** 課題内容 **
次の資料の各行を一字一句そのまま書き写せ。ただし、画像は出力に含めないこと。

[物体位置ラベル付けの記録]

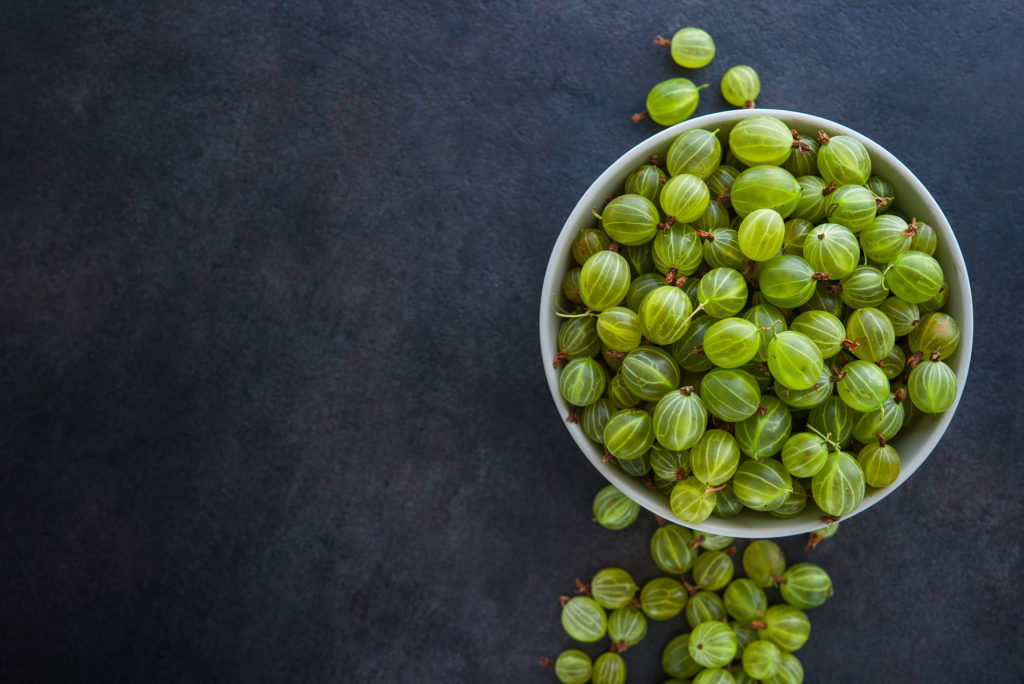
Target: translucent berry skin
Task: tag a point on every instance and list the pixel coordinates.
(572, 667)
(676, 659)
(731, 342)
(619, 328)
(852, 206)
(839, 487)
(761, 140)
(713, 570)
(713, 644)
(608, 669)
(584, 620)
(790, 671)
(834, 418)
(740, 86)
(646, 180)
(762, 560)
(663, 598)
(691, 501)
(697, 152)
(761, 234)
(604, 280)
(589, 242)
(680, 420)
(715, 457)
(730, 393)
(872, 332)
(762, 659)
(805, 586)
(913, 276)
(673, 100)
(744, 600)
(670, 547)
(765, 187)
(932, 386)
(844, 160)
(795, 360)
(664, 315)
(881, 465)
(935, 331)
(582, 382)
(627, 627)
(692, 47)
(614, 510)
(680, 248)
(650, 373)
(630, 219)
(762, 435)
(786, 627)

** 期待される出力 **
Target: translucent berry skin
Task: tag a point on every instance and list the pixel coordinates.
(572, 667)
(676, 659)
(731, 342)
(619, 328)
(852, 206)
(839, 487)
(761, 140)
(713, 570)
(713, 644)
(608, 669)
(584, 620)
(790, 671)
(834, 418)
(740, 86)
(646, 180)
(762, 560)
(663, 598)
(691, 501)
(697, 152)
(761, 234)
(604, 280)
(589, 242)
(680, 420)
(715, 457)
(730, 393)
(872, 332)
(762, 659)
(805, 586)
(913, 276)
(673, 100)
(744, 600)
(670, 547)
(765, 187)
(932, 386)
(844, 160)
(795, 360)
(664, 315)
(881, 465)
(935, 331)
(582, 382)
(627, 627)
(692, 47)
(614, 510)
(680, 248)
(650, 373)
(630, 219)
(762, 435)
(786, 627)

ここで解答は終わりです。